### Source extract
####

We've got a handful of things to look at today, so no big fanfare - just a quick overview

First up is a look at the broad market. Today's dip (so far) is the first serious bump in the road the bulls have seen since March's low. This is the point when we'll really find out if the last eight weeks were indeed only a bear market rally, or the beginning of a new bull market. More below.

Following that, we've got several micro cap stocks and penny stocks for you to think about. Some of them are really starting to move, while others are stocks that for one reason or another caught our attention, but may not be trade-worthy yet.
 

It's Real

Not that there hasn't been the occasional stumble for stocks since March 10th, but none of them lasted for more than two days. If today's selloff holds its place, we'll have taken our third consecutive daily loss; some key support lines have already been broken. 

The nearby chart of the Russell 2000 explains it all. 

The blue moving average line is a 20 day moving average, which almost stopped the March rebound before it got started. Then once it did get started, the 20 day moving average line served as the rally's first springboard. The same 20 day line also revived the rally when things got a little shaky in mid-April. In other words, it's important

As you can see, the 20 day line did NOT hold up as support today; it was at 485, and the Russell 2000 has hit a low of 479.88. Strike one. 

At the same time, today's dip carried the Russell 2000 under straight-line support (orange), which was 'the' line throughout the entire bullish phase. 

So now what?

####

Contour labeling entries

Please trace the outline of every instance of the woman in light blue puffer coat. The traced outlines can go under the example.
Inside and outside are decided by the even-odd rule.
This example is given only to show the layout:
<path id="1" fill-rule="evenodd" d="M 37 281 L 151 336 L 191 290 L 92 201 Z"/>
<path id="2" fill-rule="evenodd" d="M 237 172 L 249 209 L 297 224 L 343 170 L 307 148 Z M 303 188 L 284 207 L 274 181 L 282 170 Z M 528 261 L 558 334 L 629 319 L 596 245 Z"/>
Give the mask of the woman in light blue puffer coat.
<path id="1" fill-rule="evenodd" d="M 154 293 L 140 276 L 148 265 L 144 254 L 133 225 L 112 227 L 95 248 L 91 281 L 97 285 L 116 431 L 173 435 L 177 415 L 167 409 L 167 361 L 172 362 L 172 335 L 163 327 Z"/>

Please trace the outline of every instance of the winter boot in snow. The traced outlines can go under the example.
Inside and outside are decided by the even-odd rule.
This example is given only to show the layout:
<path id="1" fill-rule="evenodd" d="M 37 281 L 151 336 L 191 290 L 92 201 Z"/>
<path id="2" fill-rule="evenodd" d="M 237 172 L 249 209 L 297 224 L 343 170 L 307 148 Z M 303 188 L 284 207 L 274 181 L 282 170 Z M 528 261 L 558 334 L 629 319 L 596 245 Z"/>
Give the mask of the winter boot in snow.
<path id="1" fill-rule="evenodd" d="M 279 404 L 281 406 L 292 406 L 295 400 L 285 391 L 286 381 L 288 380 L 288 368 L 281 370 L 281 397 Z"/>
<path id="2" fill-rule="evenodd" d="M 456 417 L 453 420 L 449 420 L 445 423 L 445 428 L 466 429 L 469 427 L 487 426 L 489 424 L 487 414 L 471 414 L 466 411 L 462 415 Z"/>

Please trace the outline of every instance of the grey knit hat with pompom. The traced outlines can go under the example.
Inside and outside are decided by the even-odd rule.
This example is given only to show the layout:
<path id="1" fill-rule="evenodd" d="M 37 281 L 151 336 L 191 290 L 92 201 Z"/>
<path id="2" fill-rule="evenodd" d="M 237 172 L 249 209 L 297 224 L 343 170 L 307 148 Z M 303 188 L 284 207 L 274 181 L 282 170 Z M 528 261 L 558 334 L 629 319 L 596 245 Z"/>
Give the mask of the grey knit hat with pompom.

####

### Stated task 1
Copy word for word the contour labeling entries, everything from the line containing "Please trace the outline of every instance of the winter" down to the end of the entries.
### Stated task 2
Write what comes next in the market commentary on the Russell 2000, picking up after its final line.

### Task response 1
Please trace the outline of every instance of the winter boot in snow. The traced outlines can go under the example.
Inside and outside are decided by the even-odd rule.
This example is given only to show the layout:
<path id="1" fill-rule="evenodd" d="M 37 281 L 151 336 L 191 290 L 92 201 Z"/>
<path id="2" fill-rule="evenodd" d="M 237 172 L 249 209 L 297 224 L 343 170 L 307 148 Z M 303 188 L 284 207 L 274 181 L 282 170 Z M 528 261 L 558 334 L 629 319 L 596 245 Z"/>
Give the mask of the winter boot in snow.
<path id="1" fill-rule="evenodd" d="M 279 404 L 281 406 L 292 406 L 295 400 L 285 391 L 286 381 L 288 380 L 288 368 L 281 370 L 281 397 Z"/>
<path id="2" fill-rule="evenodd" d="M 456 417 L 453 420 L 449 420 L 445 423 L 445 428 L 466 429 L 469 427 L 487 426 L 489 424 L 487 414 L 471 414 L 466 411 L 462 415 Z"/>

Please trace the outline of every instance of the grey knit hat with pompom. The traced outlines can go under the example.
Inside and outside are decided by the even-odd rule.
This example is given only to show the layout:
<path id="1" fill-rule="evenodd" d="M 37 281 L 151 336 L 191 290 L 92 201 Z"/>
<path id="2" fill-rule="evenodd" d="M 237 172 L 249 209 L 297 224 L 343 170 L 307 148 Z M 303 188 L 284 207 L 274 181 L 282 170 Z M 528 261 L 558 334 L 629 319 L 596 245 Z"/>
Give the mask of the grey knit hat with pompom.

### Task response 2
Well, the day isn't over yet - things can always change. However, we feel we have to take this chart at face value until we have a clear reason not to. 

There are a few potential landing spots for the Russell 2000, but none more meaningful than 448. That's where you'll find a confluence of significant support levels, including a 38.2% Fibonacci retracement line, the 50 day average (purple), and the 100 day average (gray). 

All told, a move from Russell 2000's recent peak of 511.82 to 448 would mean a 12.4% slide from the high.... a healthy but tolerable correction within a new bull market if that's what this is (and as we think it is). 

If for some reason the 448 area does not hold up as support, then the next checkpoint is the 61.8% Fibonacci retracement line at 408. You should be thinking defensively before things get to that point though.
 

Stocks On The Move

Even though the market is positioning itself for a decent pullback, we're still finding a lot of potential trades on both sides of the fence (a lot more than we were finding just a few weeks ago anyway). Here are five - four bullish and one bearish - you may want to look at today. No guarantees...just ideas. Keep in mind the environment though. A nasty bearish move can punish even the best of rising stocks.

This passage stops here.